◆ What you will do ◆
Repeat every line below exactly, word for word.
───── Provided data
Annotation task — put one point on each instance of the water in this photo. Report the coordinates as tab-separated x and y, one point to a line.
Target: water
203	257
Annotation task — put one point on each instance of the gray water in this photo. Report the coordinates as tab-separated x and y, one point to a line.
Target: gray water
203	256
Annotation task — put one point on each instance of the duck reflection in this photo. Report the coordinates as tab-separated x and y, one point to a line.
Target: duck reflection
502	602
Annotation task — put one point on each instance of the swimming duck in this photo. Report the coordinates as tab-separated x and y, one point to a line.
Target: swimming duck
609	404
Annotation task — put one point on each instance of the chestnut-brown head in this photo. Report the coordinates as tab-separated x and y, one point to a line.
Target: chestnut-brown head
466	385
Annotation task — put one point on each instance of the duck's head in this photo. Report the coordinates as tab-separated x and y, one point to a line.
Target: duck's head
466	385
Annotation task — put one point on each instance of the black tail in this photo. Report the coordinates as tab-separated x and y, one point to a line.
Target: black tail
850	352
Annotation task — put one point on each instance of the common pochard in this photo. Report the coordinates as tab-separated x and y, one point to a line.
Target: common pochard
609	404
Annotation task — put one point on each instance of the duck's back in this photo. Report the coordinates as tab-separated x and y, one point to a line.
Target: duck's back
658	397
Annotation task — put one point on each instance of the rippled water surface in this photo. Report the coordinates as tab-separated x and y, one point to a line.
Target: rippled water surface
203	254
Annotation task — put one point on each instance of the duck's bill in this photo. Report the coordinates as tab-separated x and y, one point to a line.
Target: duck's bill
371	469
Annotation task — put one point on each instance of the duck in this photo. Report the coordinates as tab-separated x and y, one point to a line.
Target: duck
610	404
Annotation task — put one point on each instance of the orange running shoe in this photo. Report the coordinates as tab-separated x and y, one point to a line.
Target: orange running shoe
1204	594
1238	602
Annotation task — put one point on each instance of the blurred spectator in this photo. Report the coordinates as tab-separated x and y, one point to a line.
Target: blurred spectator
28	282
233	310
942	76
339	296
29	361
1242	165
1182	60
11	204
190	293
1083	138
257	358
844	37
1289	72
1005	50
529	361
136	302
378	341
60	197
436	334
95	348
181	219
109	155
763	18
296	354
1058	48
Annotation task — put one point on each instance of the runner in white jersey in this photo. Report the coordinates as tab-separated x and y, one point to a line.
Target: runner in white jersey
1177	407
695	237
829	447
──────────
◆ Problem solution ◆
Annotation task — put one point on each instance of the water in this photo. Report the coordinates as tab-separated x and y, one point to a line.
Target: water
203	257
Annotation task — put one point on each instance of the gray water in this photo. Report the coordinates as tab-separated x and y, one point to a line.
Target: gray water
203	256
Annotation task — put one point on each instance of the duck reflection in this photo. Report the coordinates as tab-separated x and y, one point to a line.
Target: duck reflection
502	602
Annotation task — put one point on each instance of the swimming duck in this photo. Report the coordinates as tab-separated x and y, one point to a line.
Target: swimming duck
609	404
Annotation task — put one point on each instance of the chestnut-brown head in this photo. Report the coordinates as tab-separated x and y, one point to a line.
Target: chestnut-brown head
466	385
Annotation task — put one point on each instance of the duck's head in this photo. Report the coordinates as tab-separated x and y, one point to a line.
Target: duck's head
466	385
Annotation task — put one point on each instance of the black tail in this photo. Report the coordinates as tab-separated x and y, one point to a line.
Target: black tail
850	352
Annotation task — put one point on each instance of the common pochard in this photo. Report the coordinates as tab-separated x and y, one point to a line.
Target: common pochard
609	404
Annotation task — put one point on each instance of the duck's back in this photo. Report the coordinates as tab-separated x and y, one point to a line.
Target: duck's back
658	397
Annotation task — put one point on each instance of the rippled water surface in this photo. Report the coordinates as tab-separated x and y, one point to a line.
Target: rippled water surface
203	254
Annotation task — put one point on each instance of the duck's bill in this photo. Report the coordinates as tab-separated x and y, one point to a line.
Target: duck's bill
371	469
Annotation task — put one point on each instance of the duck in this photo. Report the coordinates as tab-separated x and y, one point to a line.
Target: duck
610	404
Annotation task — put one point on each instance of the orange running shoe in this photo. Report the coordinates as tab-separated x and y, one point to a line.
Target: orange running shoe
1204	594
1238	602
Annotation task — put one point on each instance of the blurred spectator in this photo. Report the coordinates as tab-separated x and y, one point to a line.
Target: blurred spectator
28	282
233	310
942	76
339	296
29	361
1242	165
1182	60
11	204
190	293
1083	138
257	358
844	37
1289	72
1005	50
529	361
136	302
378	341
60	197
436	334
95	348
181	219
109	155
763	18
296	354
1058	48
Annotation task — put one point on each instance of the runner in white jersey in this photo. Report the coordinates as tab-separated x and y, one point to a line.
Target: runner in white jersey
1177	407
695	237
829	447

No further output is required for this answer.